- [Directive 1] In the forum thread below, list every kind of fish mentioned by name.

- [Text shown]
# I'll share costs-Orange beach



## beer and nuts (Apr 11, 2010)

Salmon/walleye fisherman from Michigan, was firstmate on MI charters and own a 23 footer now. Looking to share costs/gas on either inshore or offshore in the Orange beach area or near..first week of April. you can email me to: tis(at)freeway.net Thanks.


----------



## amarcafina (Aug 24, 2008)

I may be working up a trip 1st part of April, ! Where are you in OB ? I'm at Cotton Bayou


----------



## beer and nuts (Apr 11, 2010)

SeaChase condos 25240 Perdido Beach Boulevard


----------



## beer and nuts (Apr 11, 2010)

I also have two 16 year olds that like to fish and that may be a consideration and/or my father as well, but it can just be me as well if only 1 person, of course the boys but they might be too busy chasing girls too!! Thanks for any considerations.


----------



## kelly1 (Oct 1, 2007)

beer and nuts said:


> I also have two 16 year olds that like to fish and that may be a consideration and/or my father as well, but it can just be me as well if only 1 person, of course the boys but they might be too busy chasing girls too!! Thanks for any considerations.


Damn, wish I was still 16 I'd hang out with your sons.


----------



## beer and nuts (Apr 11, 2010)

amarcafina, I rec'd your PM but not sure if you are geting mine!?!? Please email me if necc. tis(at) freeway.net


----------



## amarcafina (Aug 24, 2008)

I'm going in the morning " Sat " going 27 or so miles out looking for legal grouper , mingo's etc. and of course Cobia . Cost should be 60 -70 bucks a person if i can get 4 on board. PM me if interested !


----------



## beer and nuts (Apr 11, 2010)

Had a great time with amarcafina aboard his boat for two days bottom fishing and some trolling. Caught a good bunch of bottom feeders and lost some heavy fish as well. A knowlegdable gentleman all-around. Thanks for the great time.


----------



## amarcafina (Aug 24, 2008)

beer and nuts said:


> Had a great time with amarcafina aboard his boat for two days bottom fishing and some trolling. Caught a good bunch of bottom feeders and lost some heavy fish as well. A knowlegdable gentleman all-around. Thanks for the great time.


Thanks Scott, I always like to take a good group of guys and the boys did great ! Nice meeting your Dad , a nice man who seems to just enjoy being on the water !
Good trip , I enjoyed ya on board !!!
Alan


----------



## amarcafina (Aug 24, 2008)

Oh I ready for another trip if anyone wants to go ???


----------

- [Directive 2] Pick out every line of the rows below that contains the word "helmet", and copy each one. Case counts.

- [Records]
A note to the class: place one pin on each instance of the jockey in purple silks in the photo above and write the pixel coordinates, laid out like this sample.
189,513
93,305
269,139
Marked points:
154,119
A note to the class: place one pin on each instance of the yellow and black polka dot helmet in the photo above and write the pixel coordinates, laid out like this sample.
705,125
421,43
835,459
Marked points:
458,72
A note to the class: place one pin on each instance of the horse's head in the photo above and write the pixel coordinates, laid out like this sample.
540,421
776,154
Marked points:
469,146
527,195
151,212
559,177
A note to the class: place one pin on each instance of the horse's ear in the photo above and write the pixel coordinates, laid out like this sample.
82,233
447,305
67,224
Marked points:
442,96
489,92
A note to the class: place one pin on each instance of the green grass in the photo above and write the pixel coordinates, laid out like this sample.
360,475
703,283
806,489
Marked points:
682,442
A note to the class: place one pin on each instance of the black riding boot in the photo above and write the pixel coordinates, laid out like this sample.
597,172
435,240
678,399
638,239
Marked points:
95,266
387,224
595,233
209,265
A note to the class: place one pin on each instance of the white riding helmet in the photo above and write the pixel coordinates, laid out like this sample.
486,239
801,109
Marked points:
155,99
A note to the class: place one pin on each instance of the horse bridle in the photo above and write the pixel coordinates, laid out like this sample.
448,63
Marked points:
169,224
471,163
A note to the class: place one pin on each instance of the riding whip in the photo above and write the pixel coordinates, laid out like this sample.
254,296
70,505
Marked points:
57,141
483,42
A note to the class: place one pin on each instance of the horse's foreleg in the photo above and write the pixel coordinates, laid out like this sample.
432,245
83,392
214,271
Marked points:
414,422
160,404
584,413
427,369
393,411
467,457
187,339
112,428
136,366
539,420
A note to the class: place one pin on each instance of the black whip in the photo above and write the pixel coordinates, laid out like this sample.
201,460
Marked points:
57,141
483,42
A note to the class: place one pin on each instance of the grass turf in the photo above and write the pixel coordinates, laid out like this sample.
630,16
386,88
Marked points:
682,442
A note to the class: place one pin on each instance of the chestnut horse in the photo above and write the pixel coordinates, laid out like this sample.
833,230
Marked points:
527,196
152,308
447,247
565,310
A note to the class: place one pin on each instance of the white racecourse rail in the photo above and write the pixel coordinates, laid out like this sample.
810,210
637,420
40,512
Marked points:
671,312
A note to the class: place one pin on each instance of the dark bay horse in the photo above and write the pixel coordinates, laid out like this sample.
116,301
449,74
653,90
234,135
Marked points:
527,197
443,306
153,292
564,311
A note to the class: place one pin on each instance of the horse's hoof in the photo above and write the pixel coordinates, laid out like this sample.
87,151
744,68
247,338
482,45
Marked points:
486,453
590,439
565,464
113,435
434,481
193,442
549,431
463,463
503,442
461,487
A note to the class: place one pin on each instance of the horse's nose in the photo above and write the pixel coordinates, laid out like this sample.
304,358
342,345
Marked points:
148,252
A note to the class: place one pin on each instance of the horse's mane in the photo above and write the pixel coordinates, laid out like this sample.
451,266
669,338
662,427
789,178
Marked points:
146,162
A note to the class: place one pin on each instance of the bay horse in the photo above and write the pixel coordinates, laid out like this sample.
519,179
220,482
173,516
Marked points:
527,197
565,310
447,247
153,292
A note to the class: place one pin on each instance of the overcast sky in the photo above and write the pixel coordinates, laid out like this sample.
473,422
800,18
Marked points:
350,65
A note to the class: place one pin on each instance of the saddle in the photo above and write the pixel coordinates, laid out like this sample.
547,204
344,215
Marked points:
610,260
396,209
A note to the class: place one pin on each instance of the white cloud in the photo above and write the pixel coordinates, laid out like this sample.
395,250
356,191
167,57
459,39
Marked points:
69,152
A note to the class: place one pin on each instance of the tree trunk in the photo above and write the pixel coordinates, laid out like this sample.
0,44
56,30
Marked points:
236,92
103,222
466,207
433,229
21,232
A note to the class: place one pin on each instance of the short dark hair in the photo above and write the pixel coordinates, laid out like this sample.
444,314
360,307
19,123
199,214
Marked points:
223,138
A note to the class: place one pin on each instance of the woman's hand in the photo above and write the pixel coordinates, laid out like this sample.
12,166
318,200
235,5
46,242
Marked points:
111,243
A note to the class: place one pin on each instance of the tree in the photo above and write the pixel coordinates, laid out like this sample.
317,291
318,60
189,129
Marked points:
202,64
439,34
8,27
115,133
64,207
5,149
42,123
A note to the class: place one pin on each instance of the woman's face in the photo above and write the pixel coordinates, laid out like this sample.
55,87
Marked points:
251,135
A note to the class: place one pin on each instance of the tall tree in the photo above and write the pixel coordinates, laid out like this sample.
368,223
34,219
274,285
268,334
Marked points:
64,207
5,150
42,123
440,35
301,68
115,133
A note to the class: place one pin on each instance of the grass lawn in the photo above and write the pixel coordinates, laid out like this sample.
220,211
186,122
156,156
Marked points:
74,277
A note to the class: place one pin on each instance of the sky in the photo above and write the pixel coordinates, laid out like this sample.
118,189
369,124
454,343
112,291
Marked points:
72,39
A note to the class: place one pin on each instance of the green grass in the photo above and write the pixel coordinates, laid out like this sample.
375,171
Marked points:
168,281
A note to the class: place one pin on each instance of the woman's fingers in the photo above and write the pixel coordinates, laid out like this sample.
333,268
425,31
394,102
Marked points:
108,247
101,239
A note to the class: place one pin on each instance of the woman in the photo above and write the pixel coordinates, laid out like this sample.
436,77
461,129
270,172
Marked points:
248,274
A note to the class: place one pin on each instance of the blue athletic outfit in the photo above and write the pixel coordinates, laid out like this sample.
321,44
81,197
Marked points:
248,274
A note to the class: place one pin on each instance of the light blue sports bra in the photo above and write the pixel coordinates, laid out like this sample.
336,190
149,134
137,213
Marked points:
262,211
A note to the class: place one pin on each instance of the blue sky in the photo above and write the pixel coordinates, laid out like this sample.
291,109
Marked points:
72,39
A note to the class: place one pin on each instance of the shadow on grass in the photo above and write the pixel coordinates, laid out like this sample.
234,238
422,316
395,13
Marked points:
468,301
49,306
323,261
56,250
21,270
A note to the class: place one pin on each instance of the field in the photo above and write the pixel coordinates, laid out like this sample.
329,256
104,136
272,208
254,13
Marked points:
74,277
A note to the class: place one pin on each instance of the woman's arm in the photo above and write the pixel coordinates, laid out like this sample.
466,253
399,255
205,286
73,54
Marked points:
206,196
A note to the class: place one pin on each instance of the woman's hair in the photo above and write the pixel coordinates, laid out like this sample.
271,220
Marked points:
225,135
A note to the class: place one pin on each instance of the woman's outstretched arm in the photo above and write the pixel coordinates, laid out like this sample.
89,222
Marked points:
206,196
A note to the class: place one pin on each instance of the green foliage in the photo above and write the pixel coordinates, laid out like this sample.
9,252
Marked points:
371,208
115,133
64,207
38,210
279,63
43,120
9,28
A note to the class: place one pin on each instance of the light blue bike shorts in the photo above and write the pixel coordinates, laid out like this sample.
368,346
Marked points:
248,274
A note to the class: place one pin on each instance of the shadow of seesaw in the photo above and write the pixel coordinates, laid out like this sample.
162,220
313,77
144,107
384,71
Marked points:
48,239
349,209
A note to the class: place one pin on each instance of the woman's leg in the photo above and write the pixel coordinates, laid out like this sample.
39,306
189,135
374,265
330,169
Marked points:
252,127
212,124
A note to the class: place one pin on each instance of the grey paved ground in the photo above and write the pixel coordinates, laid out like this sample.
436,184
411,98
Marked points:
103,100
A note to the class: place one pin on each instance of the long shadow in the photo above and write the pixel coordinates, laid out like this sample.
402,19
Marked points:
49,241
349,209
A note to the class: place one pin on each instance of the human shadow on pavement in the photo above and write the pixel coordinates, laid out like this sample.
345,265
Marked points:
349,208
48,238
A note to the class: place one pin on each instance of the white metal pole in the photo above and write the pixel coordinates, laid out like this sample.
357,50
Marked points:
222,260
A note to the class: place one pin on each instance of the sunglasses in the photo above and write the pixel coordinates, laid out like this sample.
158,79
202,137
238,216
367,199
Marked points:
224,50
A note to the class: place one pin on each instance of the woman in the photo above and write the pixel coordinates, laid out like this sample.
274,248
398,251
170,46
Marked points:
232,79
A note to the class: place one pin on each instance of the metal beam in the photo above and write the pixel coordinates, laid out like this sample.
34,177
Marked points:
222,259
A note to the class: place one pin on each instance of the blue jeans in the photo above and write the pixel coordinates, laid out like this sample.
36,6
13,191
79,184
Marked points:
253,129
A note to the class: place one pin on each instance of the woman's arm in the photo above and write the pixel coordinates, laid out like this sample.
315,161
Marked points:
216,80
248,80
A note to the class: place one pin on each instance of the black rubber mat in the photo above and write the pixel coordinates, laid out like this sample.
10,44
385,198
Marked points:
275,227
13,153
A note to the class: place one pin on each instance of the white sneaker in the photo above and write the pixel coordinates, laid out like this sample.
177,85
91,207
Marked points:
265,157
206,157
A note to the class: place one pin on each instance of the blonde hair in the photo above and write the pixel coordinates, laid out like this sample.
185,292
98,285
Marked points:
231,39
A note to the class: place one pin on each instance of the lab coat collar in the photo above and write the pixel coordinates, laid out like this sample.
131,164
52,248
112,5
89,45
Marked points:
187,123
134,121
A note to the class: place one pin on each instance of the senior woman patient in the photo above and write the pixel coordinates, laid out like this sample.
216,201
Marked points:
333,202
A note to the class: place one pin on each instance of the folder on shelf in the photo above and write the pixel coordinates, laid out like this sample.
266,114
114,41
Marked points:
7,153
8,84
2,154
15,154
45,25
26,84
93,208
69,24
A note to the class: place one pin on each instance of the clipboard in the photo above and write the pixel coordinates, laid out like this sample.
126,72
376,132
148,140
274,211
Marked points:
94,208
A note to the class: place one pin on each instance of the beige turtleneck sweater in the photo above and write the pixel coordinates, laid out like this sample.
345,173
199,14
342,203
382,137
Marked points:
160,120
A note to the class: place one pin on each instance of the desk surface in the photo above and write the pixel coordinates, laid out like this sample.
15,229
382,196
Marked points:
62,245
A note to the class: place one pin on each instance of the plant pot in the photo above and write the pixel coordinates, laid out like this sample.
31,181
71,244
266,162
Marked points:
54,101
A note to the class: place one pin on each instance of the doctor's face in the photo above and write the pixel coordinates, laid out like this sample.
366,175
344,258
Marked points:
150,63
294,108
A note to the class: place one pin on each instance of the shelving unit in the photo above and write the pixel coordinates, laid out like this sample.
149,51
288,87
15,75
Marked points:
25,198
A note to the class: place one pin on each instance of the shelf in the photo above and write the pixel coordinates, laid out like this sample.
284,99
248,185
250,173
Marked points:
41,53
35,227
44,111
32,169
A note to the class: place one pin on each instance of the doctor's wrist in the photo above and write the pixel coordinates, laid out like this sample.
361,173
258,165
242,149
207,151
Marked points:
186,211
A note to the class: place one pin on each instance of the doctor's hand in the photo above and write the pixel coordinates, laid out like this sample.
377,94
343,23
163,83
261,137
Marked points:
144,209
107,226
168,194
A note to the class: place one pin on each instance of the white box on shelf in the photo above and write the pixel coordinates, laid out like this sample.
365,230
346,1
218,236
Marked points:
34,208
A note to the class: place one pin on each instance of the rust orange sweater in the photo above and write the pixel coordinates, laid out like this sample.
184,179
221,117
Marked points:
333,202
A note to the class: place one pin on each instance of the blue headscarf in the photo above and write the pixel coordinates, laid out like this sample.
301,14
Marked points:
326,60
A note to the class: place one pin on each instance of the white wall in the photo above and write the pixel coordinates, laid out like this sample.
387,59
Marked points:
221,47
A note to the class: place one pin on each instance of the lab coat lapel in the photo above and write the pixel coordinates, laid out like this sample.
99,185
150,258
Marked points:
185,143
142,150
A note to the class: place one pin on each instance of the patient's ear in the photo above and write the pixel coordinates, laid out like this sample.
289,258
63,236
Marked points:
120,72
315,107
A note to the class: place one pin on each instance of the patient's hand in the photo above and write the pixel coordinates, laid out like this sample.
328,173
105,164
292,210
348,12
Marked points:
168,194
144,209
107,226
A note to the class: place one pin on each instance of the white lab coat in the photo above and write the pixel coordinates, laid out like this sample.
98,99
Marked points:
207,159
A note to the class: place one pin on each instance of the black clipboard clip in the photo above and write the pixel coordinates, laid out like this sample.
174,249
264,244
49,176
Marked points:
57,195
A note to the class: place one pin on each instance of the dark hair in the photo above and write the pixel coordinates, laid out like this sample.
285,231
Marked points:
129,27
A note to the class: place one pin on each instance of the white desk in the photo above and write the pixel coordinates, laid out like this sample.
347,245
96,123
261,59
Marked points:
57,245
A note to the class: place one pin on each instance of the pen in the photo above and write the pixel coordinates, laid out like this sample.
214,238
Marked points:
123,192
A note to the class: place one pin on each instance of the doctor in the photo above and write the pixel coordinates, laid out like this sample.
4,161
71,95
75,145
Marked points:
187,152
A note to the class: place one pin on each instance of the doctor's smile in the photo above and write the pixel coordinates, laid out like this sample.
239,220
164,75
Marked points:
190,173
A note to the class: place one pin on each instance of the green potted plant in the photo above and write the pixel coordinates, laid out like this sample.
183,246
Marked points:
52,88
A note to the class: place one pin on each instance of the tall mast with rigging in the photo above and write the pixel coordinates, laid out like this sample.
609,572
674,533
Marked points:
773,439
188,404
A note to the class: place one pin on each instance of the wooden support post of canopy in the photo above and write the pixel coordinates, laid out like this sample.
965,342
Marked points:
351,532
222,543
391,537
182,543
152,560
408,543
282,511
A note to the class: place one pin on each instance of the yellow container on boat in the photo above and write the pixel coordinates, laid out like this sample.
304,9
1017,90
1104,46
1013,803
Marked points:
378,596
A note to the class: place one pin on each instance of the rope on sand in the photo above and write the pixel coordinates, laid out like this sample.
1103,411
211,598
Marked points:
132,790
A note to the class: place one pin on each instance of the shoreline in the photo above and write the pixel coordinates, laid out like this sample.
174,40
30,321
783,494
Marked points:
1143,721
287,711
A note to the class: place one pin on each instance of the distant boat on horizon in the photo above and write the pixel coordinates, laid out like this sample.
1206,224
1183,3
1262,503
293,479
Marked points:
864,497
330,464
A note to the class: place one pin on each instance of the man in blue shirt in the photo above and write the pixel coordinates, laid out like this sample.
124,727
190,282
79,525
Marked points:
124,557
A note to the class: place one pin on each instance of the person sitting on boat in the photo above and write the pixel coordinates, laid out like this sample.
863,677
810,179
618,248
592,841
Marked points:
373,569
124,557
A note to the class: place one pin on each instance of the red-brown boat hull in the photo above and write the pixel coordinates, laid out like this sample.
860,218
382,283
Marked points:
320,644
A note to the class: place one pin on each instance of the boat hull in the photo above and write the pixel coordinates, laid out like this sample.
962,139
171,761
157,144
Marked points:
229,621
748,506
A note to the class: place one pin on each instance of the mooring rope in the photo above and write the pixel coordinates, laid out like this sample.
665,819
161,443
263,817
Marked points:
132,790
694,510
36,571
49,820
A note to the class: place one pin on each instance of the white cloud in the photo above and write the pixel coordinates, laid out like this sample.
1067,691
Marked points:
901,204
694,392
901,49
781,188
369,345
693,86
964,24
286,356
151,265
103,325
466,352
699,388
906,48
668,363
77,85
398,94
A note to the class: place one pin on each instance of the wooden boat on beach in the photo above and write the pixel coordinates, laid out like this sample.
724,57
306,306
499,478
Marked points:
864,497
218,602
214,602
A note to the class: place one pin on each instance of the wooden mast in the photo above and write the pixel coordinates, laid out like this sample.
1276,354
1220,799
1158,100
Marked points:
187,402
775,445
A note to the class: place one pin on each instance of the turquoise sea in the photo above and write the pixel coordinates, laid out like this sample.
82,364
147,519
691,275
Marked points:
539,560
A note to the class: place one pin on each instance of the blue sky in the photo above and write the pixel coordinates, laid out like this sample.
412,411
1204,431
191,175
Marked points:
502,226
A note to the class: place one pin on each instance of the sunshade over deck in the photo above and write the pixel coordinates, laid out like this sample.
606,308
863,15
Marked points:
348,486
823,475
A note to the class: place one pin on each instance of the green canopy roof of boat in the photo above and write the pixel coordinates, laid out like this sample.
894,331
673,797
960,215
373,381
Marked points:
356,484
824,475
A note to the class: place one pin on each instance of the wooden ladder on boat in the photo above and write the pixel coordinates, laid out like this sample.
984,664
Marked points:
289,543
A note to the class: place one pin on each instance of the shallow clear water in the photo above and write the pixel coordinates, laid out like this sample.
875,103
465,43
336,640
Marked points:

- [Correct result 1] Salmon, walleye, grouper, mingo, cobia

- [Correct result 2]
A note to the class: place one pin on each instance of the yellow and black polka dot helmet in the photo above and write the pixel coordinates, laid out like this sample.
A note to the class: place one pin on each instance of the white riding helmet in the photo above and write the pixel coordinates, laid out like this sample.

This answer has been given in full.